Excerpted passage:
In East Germany, 1983 is officially the year of Richard Wagner and Martin Luther. Locked up in the antisocialist attic for more than three decades, those native sons have been hastily dusted off by the government of Erich Honecker and placed in the gallery of the founding fathers of the German Democratic Republic.
The man who put German romanticism to music ''must no longer be considered either an anti-Semite or precursor of Nazism,'' Deputy Culture Minister Martin Meyer has proclaimed. ''On the contrary, there is a specific anticapitalist thrust in his works.''
Signs of an anticapitalist and anti-imperialist attitude have suddenly also been discovered in the actions of Martin Luther. His role in suppressing a peasant revolt has been cast aside, and the leader of the Protestant Reformation will be officially honored as ''a great revolutionary'' in a solemn ceremony in November. Numerous foreign heads of state will attend.
The ceremony will mark the climax of a loudly trumpeted process of rediscovery and rehabilitation of German historic roots that has already transformed East Berlin's main road, Unter den Linden, into a gallery of statues and monuments. One of the first put back in his saddle was Frederick II, emperor of Prussia, whose statue had been gathering dust for 30 years in a Potsdam courtyard. The gallery gets more crowded as, for the first time, every historical anniversary is meticulously observed.
Prussian warlords have also returned to their pedestals. At first condemned as militarists, they are now glorified as national heroes for their ''wars of liberation'' against Napoleon. Official ideology has often been stretched to embrace a long-forgotten past, as in the case of Karl von Clausewitz, the theoretician of war, on whom has been bestowed ideological dignity for his alliance with the Russian czar against Napoleon.
As historian Gerhard Foster has asserted, von Clausewitz reinforced ''a comradeship in arms which the East German and Soviet armed forces have raised to the highest level.''
The contortions of the official doctrine underscore its essential goal: The East German government claims the heredity of Prussian culture and traditions on behalf of an old but newly rehabilitated nationalism.
Horst Bartel, director of the Historical Institute in the Academy of Sciences , has even said that ''Hitler should be described as a fascist rather than a national socialist, because all Germans are nationalists.''
But in East-bloc countries, historical memory has always followed the pace set by ideology; and each nation's identity is often at odds with the socialist model imposed from abroad, as historian Francois Feyto has written.
East Germany - the showcase of communism, the East-West dividing line, and the country that had to build a wall to reinforce its internal stability - is now grappling with the problem of reconciling ideology with national identity. That problem has already led to serious crises in other Warsaw Pact countries.
The Prussian renaissance coincides with the most serious stagnation of East Germany's cultural life. The intellectuals' revolt against the government's decision to expel dissident songwriter Wolf Biermann in 1976 signaled the end of a long ''entente cordiale'' (cordial understanding between the government and intellectuals), which had produced the most stimulating cultural debate in a communist country. Centered on playwright Bertolt Brecht's ''Berliner Ensemble, '' the intellectual ferment had been encouraged by the regime in order ''to give the nation a strong cultural content to offset the fragility of its borders,'' an East German writer has observed.

Supplied information:
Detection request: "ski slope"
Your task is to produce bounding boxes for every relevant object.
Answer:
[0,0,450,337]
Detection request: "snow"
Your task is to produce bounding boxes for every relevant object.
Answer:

Work instructions:
a – Answer these from the article on East Germany's rehabilitation of its past:
(i) Where had the statue of Frederick II been kept before it was restored?
(ii) Whose expulsion in 1976 set off the intellectuals' revolt?
(iii) In what month will Martin Luther be honored in a solemn ceremony?
b – According to the article on East Germany's rehabilitation of its past, why had the regime encouraged the intellectual ferment centered on the Berliner Ensemble? Answer in one to three sentences.
c – Pick up the article on East Germany's rehabilitation of its past from its final sentence and continue it.
The listing comes from a separate source and has no connection to the article on East Germany's rehabilitation of its past.

Results for each task:
a –
(i) In a Potsdam courtyard, where it had been gathering dust for 30 years.
(ii) The dissident songwriter Wolf Biermann's.
(iii) November.

b – An East German writer quoted in the article says the regime encouraged it "to give the nation a strong cultural content to offset the fragility of its borders."

c –
But as soon as the intellectuals tried to apply their relative freedom of speech to the political sphere, government cracked down. The Brechtian and post-Brechtian generations have been disbanded. Many of the most prestigious intellectuals have emigrated to the West, and those who have remained have reached a gentleman's agreement with the government: freedom to move and publish in the West in exchange for a low political profile, while the Communist Party no longer issues detailed directives on cultural activities.
The new emphasis on the symbols of Prussian nationalism is seen by many observers as an effort to fill the gap left by a stifled cultural debate. The pledge made by Walter Ulbricht, the chairman of East Germany's first Council of State, that his people would have written ''the third book of Faust,'' has been forgotten. The pursuit of legitimacy and social consensus is now based on a search for things past.
The need to regenerate consensus and legitimization appears to be an urgent task. For the first time in East German history, economic difficulties (for example, foreign debts of $13 billion absorb 25 percent of exports) have suddenly lowered the East bloc's highest standard of living. Meanwhile, the only autonomous peace movement in the East is gaining momentum and posing a new and unpredictable threat to the regime's stability.
Nourished by official propaganda and encouragement of peace movements in the West, the East German peace movement developed autonomously and has the support of the Protestant and Roman Catholic churches, the only institutions not dominated by the Communist Party.
According to Inge Krause, deputy spokesman of the Protestant church (with 8 million followers out of a population of 17 million), ''It is a grass-roots movement, triggered by the high militarization of the educational system which obliges even 14-year-old boys to take part in military exercises. Thousands of young and their parents, disappointed by a government which preaches peace and prepares for war, have turned to the Protestant church for guidance, and to ask it to intercede with the state for the creation of a 'social peace service' as an alternative to the draft.''
The church press office is crammed with files containing position papers on numerous issues - the neutron bomb, intermediate-range missiles, deterrence, and so on - drafted by groups throughout the country which Mrs. Krause says meet at least once a week. The files also contain ''the Berlin appeal,'' a document signed by 200 intellectuals and church leaders asking for the dismantling of nuclear weapons and withdrawal of foreign troops from both Germanys. The appeal is also signed by hundreds of youths who refuse to attend military exercises, and the 90 conscientious objectors fired from their jobs, most of whom are in jail.
The position of the church, approved by the synod, expresses ''concern that the military element is becoming increasingly prevalent in the society.'' It condemns the concept of deterrence, urges unilateral disarmament proposals as confidence-building measures, and calls on the Eastern bloc to shift toward defense-oriented security systems.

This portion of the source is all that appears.